• _Data_
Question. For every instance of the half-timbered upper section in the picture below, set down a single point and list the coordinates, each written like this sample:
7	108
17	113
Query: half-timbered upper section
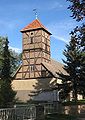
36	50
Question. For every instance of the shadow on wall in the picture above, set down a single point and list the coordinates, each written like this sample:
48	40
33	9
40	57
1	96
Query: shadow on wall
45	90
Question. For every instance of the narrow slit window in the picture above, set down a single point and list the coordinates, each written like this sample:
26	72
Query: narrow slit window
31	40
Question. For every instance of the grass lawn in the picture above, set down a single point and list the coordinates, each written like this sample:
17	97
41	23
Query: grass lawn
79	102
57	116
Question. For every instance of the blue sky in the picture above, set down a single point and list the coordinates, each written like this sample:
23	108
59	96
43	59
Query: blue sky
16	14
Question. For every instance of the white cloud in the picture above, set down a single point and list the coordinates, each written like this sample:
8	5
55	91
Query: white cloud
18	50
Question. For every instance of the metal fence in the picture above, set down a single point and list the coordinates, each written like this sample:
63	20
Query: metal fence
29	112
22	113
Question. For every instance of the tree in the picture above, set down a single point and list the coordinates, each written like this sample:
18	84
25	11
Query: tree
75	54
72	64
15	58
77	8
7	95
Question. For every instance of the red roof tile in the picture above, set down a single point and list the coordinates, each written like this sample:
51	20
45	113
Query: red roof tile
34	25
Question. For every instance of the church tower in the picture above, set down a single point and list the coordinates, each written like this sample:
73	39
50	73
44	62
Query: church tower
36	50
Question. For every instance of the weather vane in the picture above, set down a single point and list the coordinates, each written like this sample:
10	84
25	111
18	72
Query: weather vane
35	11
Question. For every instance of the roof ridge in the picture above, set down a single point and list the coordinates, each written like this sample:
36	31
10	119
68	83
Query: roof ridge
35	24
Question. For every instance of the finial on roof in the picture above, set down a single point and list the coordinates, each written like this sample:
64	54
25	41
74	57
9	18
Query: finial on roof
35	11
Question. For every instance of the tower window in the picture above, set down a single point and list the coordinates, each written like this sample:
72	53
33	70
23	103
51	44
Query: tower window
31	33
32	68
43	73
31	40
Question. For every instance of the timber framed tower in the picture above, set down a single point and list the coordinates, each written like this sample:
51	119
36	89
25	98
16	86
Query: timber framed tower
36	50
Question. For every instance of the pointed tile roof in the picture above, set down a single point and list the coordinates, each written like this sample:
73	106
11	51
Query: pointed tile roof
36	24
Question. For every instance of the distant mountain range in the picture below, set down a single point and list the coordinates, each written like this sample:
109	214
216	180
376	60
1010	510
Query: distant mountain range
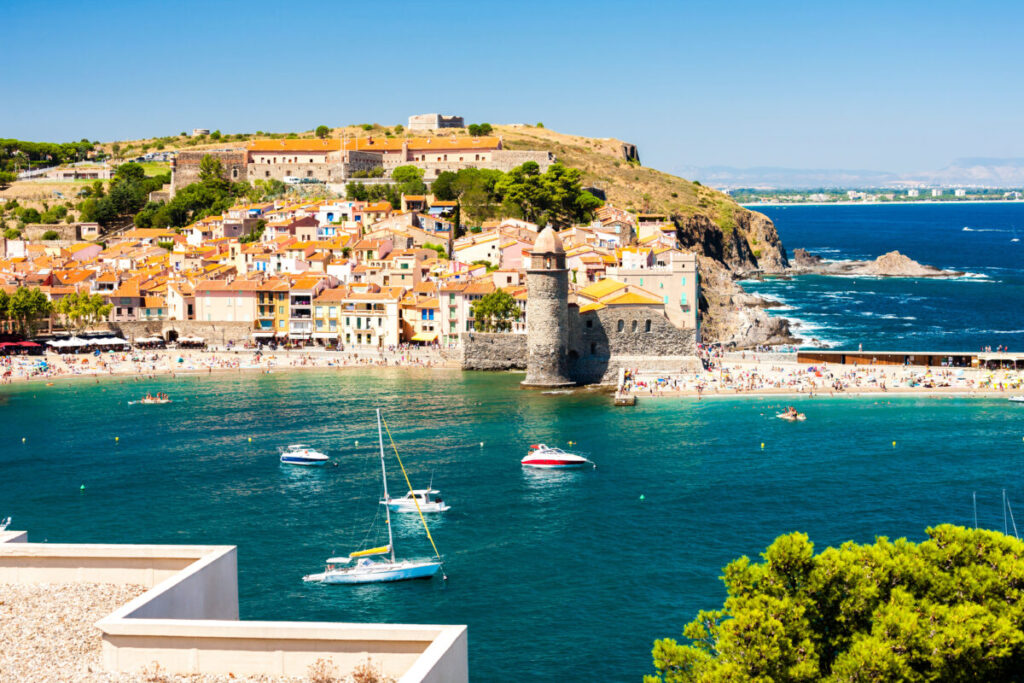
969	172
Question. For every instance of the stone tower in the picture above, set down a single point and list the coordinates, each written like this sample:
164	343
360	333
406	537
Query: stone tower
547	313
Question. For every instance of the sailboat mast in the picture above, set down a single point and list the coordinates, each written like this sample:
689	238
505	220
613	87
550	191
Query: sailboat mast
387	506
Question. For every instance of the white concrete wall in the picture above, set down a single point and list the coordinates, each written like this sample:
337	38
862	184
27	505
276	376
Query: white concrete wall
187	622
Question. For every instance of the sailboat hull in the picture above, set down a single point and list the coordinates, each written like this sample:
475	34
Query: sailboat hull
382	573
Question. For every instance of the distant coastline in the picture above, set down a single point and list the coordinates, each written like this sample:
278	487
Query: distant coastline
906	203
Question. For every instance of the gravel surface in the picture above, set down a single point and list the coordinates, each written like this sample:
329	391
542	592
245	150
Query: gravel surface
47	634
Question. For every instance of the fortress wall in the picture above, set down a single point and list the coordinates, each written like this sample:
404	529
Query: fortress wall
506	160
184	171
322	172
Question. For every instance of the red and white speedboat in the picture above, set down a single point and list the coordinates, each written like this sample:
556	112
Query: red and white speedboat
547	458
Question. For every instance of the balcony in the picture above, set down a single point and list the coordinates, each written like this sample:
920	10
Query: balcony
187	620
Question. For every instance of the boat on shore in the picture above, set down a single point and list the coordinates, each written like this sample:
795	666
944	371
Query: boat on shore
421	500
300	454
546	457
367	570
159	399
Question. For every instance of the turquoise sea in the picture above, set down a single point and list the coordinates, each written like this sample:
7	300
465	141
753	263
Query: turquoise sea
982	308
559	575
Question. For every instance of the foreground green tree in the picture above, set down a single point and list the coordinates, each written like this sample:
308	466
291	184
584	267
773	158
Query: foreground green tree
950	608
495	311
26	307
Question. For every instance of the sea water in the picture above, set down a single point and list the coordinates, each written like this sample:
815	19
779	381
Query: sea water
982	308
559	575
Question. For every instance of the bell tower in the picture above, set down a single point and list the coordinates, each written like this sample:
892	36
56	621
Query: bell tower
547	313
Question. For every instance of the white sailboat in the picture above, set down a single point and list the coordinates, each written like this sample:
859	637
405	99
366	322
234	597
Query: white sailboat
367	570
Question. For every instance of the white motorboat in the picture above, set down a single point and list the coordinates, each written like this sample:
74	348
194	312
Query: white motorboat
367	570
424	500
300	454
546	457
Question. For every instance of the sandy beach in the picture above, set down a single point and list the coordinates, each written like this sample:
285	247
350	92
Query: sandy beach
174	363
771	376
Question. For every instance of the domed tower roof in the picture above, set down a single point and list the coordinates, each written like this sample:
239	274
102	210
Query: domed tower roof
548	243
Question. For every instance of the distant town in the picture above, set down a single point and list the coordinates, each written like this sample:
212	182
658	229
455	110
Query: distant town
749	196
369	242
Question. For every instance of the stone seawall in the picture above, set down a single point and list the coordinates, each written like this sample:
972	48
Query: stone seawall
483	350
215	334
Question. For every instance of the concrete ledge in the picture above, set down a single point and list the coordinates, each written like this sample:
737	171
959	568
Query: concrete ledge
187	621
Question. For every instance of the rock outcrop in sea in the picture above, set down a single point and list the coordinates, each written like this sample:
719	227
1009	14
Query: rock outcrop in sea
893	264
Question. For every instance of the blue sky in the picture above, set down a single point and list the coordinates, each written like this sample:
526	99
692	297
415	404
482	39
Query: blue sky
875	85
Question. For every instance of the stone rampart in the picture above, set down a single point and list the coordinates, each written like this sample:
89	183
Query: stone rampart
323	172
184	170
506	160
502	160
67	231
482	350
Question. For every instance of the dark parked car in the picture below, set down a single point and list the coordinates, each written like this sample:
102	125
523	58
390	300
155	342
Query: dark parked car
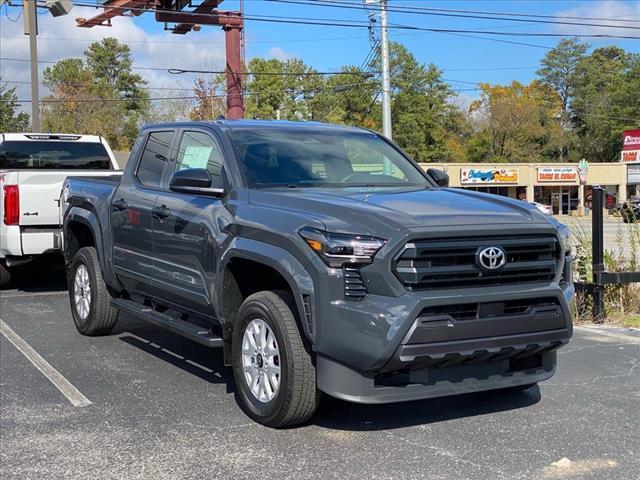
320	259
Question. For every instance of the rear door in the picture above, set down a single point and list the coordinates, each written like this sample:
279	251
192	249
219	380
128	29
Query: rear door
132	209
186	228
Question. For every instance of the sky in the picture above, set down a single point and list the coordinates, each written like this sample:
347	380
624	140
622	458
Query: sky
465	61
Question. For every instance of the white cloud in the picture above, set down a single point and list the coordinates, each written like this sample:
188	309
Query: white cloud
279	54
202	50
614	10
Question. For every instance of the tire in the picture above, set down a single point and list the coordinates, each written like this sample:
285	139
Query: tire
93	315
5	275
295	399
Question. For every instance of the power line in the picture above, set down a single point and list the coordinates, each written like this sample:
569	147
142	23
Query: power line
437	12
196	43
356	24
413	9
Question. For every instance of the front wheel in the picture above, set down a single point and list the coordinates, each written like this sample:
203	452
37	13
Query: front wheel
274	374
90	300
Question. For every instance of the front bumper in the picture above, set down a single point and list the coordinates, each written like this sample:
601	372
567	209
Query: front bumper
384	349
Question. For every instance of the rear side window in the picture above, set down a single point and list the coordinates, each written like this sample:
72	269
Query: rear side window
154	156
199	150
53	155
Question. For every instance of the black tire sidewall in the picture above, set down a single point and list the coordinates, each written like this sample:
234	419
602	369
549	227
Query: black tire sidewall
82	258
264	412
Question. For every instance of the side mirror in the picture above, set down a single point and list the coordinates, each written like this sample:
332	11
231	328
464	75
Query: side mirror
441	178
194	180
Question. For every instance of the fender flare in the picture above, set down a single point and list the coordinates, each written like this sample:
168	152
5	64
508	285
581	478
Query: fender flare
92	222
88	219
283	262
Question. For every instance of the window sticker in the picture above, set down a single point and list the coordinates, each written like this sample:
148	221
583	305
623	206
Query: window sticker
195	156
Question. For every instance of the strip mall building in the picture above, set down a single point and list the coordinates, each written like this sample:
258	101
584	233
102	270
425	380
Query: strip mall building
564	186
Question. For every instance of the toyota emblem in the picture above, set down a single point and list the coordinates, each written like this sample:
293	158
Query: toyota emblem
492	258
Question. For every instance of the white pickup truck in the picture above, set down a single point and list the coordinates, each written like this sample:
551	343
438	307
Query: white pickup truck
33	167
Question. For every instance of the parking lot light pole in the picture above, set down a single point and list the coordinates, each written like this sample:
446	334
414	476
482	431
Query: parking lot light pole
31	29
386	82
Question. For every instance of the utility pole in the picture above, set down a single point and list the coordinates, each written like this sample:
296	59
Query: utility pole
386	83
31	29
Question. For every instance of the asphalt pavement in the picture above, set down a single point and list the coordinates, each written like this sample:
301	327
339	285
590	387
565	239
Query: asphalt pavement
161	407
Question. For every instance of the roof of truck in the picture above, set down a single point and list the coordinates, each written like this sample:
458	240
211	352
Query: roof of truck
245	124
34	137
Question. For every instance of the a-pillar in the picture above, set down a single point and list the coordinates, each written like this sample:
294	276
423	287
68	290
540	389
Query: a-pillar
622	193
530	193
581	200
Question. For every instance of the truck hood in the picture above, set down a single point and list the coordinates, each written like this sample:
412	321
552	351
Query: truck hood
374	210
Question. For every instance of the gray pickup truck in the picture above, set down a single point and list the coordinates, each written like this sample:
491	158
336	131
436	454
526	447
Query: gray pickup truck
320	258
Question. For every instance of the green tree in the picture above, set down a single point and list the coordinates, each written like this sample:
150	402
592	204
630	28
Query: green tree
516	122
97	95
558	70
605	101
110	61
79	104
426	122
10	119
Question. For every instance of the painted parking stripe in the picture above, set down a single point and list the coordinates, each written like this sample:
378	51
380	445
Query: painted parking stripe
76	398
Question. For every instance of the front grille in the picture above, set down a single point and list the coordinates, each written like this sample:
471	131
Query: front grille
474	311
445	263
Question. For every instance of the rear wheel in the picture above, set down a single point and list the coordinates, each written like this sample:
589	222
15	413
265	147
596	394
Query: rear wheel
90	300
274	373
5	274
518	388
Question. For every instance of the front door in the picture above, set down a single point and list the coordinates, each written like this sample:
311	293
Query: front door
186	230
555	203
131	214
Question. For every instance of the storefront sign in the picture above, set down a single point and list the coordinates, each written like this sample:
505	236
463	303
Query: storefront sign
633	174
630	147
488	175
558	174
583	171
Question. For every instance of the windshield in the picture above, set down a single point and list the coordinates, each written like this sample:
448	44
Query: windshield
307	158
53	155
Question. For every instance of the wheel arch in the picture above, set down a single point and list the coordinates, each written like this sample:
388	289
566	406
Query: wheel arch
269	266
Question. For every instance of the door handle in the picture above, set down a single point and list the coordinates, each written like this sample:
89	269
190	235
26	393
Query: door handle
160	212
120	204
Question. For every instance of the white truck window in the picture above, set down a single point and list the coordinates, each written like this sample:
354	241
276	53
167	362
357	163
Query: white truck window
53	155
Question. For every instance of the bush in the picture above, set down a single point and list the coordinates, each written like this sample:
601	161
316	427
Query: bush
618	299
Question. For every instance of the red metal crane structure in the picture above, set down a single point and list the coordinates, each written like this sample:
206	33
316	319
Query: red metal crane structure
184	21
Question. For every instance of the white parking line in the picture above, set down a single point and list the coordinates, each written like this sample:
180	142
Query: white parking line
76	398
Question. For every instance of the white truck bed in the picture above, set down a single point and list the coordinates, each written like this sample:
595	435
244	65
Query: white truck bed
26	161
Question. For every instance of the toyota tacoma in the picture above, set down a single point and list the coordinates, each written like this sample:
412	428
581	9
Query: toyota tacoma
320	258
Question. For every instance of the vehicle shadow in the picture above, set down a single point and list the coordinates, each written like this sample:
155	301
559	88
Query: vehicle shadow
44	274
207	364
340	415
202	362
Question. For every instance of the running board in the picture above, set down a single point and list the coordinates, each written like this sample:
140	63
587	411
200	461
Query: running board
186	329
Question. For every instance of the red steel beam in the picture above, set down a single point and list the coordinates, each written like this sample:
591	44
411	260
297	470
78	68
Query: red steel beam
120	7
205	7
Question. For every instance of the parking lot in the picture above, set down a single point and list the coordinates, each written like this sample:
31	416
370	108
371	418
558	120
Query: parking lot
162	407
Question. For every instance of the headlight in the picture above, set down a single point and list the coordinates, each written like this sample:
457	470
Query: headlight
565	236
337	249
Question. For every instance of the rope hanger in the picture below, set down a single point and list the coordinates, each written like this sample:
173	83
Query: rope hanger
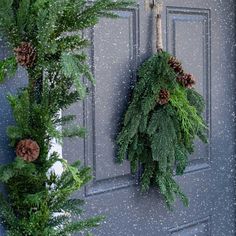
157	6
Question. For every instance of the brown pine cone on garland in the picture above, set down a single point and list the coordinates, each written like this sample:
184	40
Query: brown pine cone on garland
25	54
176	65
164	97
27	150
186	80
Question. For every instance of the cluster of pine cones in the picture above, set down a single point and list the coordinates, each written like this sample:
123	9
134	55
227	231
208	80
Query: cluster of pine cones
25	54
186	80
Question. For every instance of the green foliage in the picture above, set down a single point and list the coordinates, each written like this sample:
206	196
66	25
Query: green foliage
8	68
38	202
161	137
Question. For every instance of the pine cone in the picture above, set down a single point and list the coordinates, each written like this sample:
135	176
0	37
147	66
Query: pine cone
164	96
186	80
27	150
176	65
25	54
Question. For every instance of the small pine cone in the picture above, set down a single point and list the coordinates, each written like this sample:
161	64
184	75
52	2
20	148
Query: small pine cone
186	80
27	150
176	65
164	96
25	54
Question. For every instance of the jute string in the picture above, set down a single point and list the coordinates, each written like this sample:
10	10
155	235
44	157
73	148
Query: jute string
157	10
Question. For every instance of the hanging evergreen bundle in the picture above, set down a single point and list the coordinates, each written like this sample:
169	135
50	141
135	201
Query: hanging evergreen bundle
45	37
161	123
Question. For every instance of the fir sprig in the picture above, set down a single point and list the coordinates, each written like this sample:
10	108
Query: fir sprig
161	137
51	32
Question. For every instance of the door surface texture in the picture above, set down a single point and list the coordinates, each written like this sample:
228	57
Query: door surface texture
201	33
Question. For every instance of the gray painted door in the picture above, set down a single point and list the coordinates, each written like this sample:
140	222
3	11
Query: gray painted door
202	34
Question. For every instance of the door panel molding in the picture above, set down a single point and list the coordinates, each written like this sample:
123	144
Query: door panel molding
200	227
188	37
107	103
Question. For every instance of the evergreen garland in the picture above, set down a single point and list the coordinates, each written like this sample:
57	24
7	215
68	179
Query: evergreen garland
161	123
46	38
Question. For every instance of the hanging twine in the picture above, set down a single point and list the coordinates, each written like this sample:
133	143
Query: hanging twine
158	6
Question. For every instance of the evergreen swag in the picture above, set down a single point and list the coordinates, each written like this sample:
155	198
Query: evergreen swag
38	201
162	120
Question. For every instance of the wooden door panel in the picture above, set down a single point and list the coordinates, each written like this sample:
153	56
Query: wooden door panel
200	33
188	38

• _Assigned task_
Would you please write out, exactly and with no other lines, the stretch of the listing above from the line containing "Question. For every instance of the door handle" through the line containing "Question. For every instance of the vehicle"?

• _Response area_
Question. For every instance of the door handle in the picture above, set down a single point and list the coordinates, each written like this sample:
89	269
190	235
26	393
Query: door handle
160	212
120	204
Question. For every instance of the white truck window in the picture above, set down a single point and list the coordinates, each written like this sample:
354	241
276	53
167	362
357	163
Query: white truck window
53	155
Question. For every instance of the bush in the picture above, set down a single point and list the coordinates, each written like this sample:
601	161
316	427
Query: bush
618	299
Question. For every instance of the red metal crane structure in the picture above, set down a single point and list the coordinates, each written like this sample:
206	33
316	319
Query: red metal crane structure
184	21
Question. For every instance of the white parking line in the picture above, set down a single point and list the coordinates, each written like this sample:
180	142
Query: white parking line
76	398
Question. For every instance of the white truck bed in the picture above, set down a single point and list the coordinates, each written like this sample:
595	435
244	65
Query: white truck bed
26	161
Question. For every instance of the toyota tacoma in the picture above, set down a single point and list the coordinates, each written like this sample:
412	428
581	9
Query: toyota tacoma
320	258
Question. For every instance of the vehicle shadow in the picture above, set down a single point and list the coordinates, each written like this sample:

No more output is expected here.